(Task to complete) Report how many lines in the data below contain the string "grass", counting case. Give only the number.

(Data to use)

** BEGIN **

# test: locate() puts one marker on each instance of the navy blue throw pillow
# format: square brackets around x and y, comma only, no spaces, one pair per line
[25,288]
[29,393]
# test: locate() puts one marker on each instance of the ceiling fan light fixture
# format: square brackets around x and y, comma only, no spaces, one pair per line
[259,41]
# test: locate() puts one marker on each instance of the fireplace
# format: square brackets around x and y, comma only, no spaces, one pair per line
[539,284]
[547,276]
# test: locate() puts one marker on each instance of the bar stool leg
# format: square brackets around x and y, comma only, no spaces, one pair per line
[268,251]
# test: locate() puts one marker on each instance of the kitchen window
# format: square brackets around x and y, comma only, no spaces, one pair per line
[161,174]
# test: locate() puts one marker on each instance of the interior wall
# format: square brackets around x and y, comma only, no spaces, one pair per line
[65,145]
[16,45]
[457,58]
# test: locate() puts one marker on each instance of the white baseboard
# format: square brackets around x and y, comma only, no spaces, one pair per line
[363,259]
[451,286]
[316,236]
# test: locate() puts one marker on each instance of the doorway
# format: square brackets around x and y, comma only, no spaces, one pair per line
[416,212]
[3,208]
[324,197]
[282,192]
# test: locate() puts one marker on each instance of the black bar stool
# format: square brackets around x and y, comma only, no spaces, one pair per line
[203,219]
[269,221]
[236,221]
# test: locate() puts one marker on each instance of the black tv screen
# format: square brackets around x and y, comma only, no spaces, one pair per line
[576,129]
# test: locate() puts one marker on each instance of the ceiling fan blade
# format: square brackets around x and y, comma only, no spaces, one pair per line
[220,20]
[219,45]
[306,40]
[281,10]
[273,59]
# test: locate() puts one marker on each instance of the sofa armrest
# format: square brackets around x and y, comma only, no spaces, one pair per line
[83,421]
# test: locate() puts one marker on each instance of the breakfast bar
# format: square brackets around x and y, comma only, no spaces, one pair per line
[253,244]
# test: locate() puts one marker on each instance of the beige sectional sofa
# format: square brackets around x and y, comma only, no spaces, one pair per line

** END **
** BEGIN **

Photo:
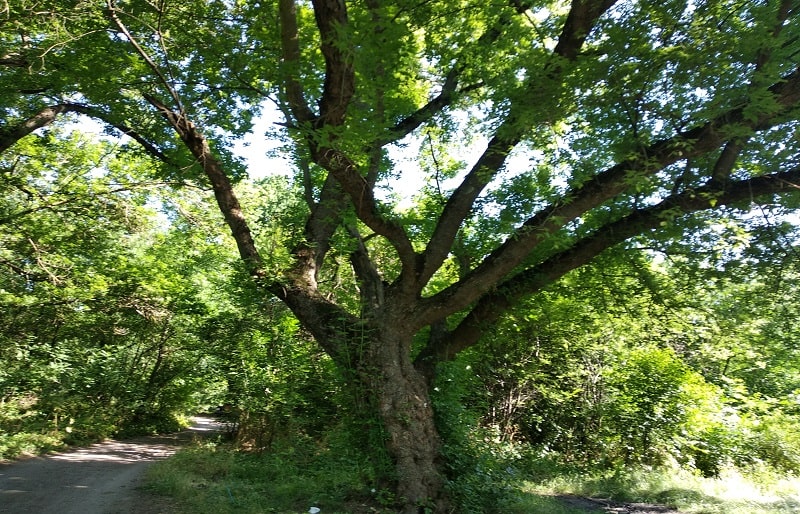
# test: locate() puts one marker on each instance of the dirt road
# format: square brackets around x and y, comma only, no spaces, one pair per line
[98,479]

** END **
** BEGIN **

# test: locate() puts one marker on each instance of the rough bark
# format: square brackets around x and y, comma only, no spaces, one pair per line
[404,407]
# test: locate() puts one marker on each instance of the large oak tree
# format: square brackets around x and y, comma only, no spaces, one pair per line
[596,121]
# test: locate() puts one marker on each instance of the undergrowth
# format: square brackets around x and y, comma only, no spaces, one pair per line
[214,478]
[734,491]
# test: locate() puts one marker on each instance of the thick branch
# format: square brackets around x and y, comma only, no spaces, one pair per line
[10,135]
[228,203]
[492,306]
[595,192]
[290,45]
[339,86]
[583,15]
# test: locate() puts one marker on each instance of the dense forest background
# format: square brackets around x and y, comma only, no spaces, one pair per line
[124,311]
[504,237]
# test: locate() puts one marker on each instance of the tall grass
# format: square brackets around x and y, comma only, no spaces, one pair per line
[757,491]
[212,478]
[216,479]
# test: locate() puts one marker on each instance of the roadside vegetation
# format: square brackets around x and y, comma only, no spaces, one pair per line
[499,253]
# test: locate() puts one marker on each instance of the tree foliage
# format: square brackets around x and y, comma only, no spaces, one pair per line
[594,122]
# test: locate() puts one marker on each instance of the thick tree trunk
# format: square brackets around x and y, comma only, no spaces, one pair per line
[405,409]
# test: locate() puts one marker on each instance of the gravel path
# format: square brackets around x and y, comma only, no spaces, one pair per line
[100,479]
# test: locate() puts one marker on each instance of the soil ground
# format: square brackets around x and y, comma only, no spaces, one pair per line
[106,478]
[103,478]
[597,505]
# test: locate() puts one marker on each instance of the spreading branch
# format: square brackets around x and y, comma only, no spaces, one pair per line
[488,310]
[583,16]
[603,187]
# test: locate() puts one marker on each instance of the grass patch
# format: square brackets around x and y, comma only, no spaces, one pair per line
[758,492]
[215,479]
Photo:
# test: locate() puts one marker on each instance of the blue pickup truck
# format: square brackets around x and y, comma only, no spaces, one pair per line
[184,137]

** END **

(Solved exercise) 2